**SHORT EXERCISE 1:**
Answer these questions from the RDD documentation:
(a) Which storage level does persist use when none is specified?
(b) What does getNumPartitions return in the example that calls sc.parallelize([1, 2, 3, 4], 2)?
(c) According to the documentation, why should collect be used only when the resulting array is expected to be small?
**SHORT EXERCISE 2:**
Continue the RDD documentation from the point where it ends.

**EXCERPT:**

__________

RDD<T>

A Resilient Distributed Dataset (RDD), the basic abstraction in DCF. Represents an immutable, partitioned collection of elements that can be operated on in parallel.

persist(storageType?: StorageType): CacheRDD<T>

Persist this rdd into storage after the first time it is computed. You should manually unpersist() it later. If no storage level is specified, defaults to 'memory'.

cache(): CachedRDD<T>

Persist this RDD with the default storage level ('memory').

getNumPartitions: Promise<number>

Returns the number of partitions in RDD, skip calculating if possible.

> rdd = sc.parallelize([1, 2, 3, 4], 2)
> rdd.getNumPartitions()
2

collect(): Promise<T[]>

Return a list that contains all of the elements in this RDD.

This method should be used if the resulting array is expected to be small, as all the data is loaded into the client's memory.

This method should be used only if the resulting type is serializable. Otherwise the result could be unpredictable.

take(count: number): Promise<T[]>

Take the first num elements of the RDD.

This method should be used if the resulting array is expected to be small, as all the data is loaded into the client's memory.

__________

[Location identification items]
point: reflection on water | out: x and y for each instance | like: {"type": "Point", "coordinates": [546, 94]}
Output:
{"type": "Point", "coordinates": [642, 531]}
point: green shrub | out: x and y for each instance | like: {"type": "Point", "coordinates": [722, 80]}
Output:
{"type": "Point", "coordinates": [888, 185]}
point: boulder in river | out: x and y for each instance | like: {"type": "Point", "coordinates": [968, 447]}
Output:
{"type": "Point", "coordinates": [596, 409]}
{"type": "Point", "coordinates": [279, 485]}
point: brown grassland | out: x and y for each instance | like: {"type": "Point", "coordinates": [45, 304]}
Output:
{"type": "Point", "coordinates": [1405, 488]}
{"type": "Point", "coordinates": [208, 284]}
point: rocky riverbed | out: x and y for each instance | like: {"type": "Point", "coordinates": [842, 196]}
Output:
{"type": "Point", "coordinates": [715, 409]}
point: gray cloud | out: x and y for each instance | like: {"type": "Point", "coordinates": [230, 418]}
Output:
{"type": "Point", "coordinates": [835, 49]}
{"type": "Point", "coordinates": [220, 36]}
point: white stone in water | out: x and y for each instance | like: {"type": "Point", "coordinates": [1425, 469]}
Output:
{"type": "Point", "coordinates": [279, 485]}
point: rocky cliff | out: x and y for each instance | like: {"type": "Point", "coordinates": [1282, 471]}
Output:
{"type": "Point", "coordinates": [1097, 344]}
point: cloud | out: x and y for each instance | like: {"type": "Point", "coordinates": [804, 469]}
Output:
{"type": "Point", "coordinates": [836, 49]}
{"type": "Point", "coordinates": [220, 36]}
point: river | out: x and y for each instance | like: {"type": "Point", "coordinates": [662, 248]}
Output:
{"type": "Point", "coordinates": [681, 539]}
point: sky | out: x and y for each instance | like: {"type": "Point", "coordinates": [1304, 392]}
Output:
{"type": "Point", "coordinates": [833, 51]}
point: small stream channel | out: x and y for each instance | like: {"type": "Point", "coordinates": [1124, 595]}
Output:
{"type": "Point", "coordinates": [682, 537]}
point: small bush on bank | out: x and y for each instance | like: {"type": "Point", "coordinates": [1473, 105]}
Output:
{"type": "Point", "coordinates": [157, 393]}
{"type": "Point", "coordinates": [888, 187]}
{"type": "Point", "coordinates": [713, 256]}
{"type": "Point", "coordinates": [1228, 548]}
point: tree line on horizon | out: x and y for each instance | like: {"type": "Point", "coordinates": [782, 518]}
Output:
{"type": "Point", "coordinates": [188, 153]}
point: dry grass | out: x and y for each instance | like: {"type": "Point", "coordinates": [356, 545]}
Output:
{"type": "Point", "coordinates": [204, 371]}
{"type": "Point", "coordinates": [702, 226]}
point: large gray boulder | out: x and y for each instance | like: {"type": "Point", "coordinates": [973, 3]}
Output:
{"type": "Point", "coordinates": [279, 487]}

__________

**WRITTEN REPLY 1:**
(a) 'memory'
(b) 2
(c) All the data is loaded into the client's memory.

**WRITTEN REPLY 2:**
This method should be used only if the resulting type is serializable. Otherwise the result could be unpredictable.

count(): Promise<number>

Return the number of elements in this RDD.

> dcc.parallelize([2, 3, 4]).count()
3

max(): Promise<T | null>

Find the maximum item in this RDD. If the RDD is empty, returns null.

> rdd = dcc.parallelize([2, 5, 43, 10])
> rdd.max()
43
> rdd.filter(v => v > 100).max()
null

min(): Promise<T | null>

Find the minimum item in this RDD. If the RDD is empty, returns null.

> rdd = dcc.parallelize([2, 5, 43, 10])
> rdd.min()
2
> rdd.filter(v => v < 0).min()
null

mapPartitions<T1>(func: (v: T[]) => T1[] | Promise<T1[]>, env?: FunctionEnv): RDD<T1>

Return a new RDD by applying a function to each partition of this RDD.

> rdd = dcc.parallelize([1, 2, 3, 4], 2)
> rdd.mapPartitions(arr => arr.reduce((a,b)=>a+b, 0)).collect()
[3, 7]

glom(): RDD<T[]>

Returns an RDD created by coalescing all elements within each partition into a list.

> rdd = dcc.parallelize([1, 2, 3, 4], 2)
> rdd.glom().collect()
[[1, 2], [3, 4]]

map<T1>(func: ((v: T) => T1), env?: FunctionEnv): RDD<T1>

Return a new RDD by applying a function to each element of this RDD.

> rdd = dcc.parallelize(["b", "a", "c"])
> rdd.map(x => [x, 1]).collect()
[ [ 'b', 1 ], [ 'a', 1 ], [ 'c', 1 ] ]

reduce(func: ((a: T, b: T) => T), env?: FunctionEnv): Promise<T | null>

Reduces the elements of this RDD using the specified commutative and associative binary operator, returns the final result.

If the input RDD is empty, returns null.

> dcc.parallelize([1,2,3,4,5]).reduce((a,b)=>a+b)
15
> dcc.parallelize(new Array(10).fill(2)).cache().reduce((a,b)=>a+b)
20
> dcc.parallelize([]).reduce((a,b)=>a+b)
null

flatMap<T1>(func: ((v: T) => T1[]), env?: FunctionEnv): RDD<T1>

Return a new RDD by first applying a function to all elements of this RDD, and then flattening the results.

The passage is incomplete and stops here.